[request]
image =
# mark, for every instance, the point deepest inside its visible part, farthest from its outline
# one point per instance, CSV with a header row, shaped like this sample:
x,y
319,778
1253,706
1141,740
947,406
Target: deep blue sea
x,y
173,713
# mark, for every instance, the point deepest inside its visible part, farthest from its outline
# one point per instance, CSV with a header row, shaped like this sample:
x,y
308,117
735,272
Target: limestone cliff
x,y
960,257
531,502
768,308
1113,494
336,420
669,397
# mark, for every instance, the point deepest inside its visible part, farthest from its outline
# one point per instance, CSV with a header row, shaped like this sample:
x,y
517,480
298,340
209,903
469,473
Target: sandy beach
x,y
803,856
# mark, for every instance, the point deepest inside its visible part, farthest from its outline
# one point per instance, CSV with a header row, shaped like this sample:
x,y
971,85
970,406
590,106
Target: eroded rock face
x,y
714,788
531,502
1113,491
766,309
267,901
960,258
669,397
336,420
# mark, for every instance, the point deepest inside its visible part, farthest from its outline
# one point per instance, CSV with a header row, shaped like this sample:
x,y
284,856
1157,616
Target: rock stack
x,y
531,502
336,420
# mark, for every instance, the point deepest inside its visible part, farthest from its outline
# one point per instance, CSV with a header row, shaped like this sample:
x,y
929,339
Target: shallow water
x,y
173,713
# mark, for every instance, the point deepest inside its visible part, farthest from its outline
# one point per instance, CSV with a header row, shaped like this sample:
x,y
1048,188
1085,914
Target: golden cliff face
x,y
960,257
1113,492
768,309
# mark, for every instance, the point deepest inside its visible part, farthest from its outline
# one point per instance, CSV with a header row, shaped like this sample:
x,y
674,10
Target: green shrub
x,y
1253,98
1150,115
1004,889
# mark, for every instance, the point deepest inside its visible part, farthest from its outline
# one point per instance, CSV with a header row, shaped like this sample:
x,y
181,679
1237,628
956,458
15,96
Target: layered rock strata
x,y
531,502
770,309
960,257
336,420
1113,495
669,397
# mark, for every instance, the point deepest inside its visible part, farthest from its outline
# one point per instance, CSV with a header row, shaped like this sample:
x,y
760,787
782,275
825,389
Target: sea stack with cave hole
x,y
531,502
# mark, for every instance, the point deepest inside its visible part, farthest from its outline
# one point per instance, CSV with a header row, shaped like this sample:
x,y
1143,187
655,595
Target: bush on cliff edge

-=-=-=-=-

Nothing should be left out: return all of the records exactly.

* Answer to the task
[request]
image =
# mark, for every instance, the point deepest inside its visible part, farthest from its outline
# one point per instance, CSV with a header row, shaped like this sample:
x,y
319,778
1253,706
1141,740
947,406
Target: deep blue sea
x,y
173,713
# mark, for every instance, the point deepest inside its visible part, farthest from its outline
# one point per instance, CSV with a header row, shaped like this sample:
x,y
308,117
735,272
Target: limestone cliff
x,y
960,257
531,502
768,308
1113,494
336,420
669,397
# mark, for every instance, the point deepest inside its visible part, farthest from its outline
# one point per instance, CSV with a header row, shaped like this sample:
x,y
517,480
298,340
209,903
469,473
Target: sandy beach
x,y
803,856
# mark, for every instance, the point deepest inside its visible part, farthest from its outline
# one point per instance, CSV with a header row, shaped like this sample:
x,y
971,85
970,406
590,106
Target: eroded rock face
x,y
714,788
531,502
1113,491
766,309
267,901
960,258
669,397
336,420
# mark, for every instance, the point deepest inside its visible part, farthest from its outline
# one point per instance, CSV with a header row, shaped like this sample:
x,y
284,856
1157,616
Target: rock stack
x,y
531,502
336,420
# mark, for every instance, the point deepest inside its visible part, farthest from its outline
# one point per instance, CSV with a header row, shaped like this sample:
x,y
929,339
Target: shallow water
x,y
173,713
# mark, for every instance, the point deepest inside its visible part, farthest from its outline
# one point per instance, CSV with a header row, shaped like this sample:
x,y
1048,188
1085,914
Target: golden cliff face
x,y
960,257
1113,492
768,309
# mark, for every instance, the point deepest inside its visible part, farthest from its outline
# one point per instance, CSV with a header row, shaped like this sample:
x,y
674,10
Target: green shrub
x,y
1253,98
1150,115
1004,889
# mark, for every instance, the point deepest inside its visible part, farthest from its outline
# one point per instance, CSV with a header row, shaped like this sample:
x,y
181,679
1237,628
956,458
15,96
Target: layered rock strata
x,y
531,502
770,309
960,257
336,420
1113,495
669,397
# mark, for every instance, the point deepest inside its visible part, farthest from its outline
# one point per instance, CSV with a header row, shaped like this sample:
x,y
760,787
782,275
825,389
Target: sea stack with cave hole
x,y
531,502
# mark, for every instance, the point deepest inside its visible part, farthest from its outline
# one point per instance, CSV with a header row, shaped like this sample:
x,y
1143,187
655,595
Target: bush on cliff edge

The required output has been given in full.